--- Task to carry out ---
Among the entries, how many lines hold the word "shaped"? Respond with that number only.

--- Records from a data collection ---
● ● ● ● ●
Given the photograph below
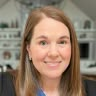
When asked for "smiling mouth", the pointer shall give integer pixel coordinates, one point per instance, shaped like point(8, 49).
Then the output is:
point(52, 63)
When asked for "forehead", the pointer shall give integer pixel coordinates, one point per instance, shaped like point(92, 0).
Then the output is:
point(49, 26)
● ● ● ● ●
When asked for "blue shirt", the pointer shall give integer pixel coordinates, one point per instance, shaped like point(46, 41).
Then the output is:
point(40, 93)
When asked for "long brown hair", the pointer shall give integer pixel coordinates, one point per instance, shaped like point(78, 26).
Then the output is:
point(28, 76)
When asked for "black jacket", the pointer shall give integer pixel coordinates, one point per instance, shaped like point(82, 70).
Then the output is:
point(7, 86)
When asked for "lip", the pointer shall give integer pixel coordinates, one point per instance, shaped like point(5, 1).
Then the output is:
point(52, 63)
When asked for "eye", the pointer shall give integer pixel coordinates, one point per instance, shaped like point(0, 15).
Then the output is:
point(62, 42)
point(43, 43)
● ● ● ● ●
--- Solution ---
7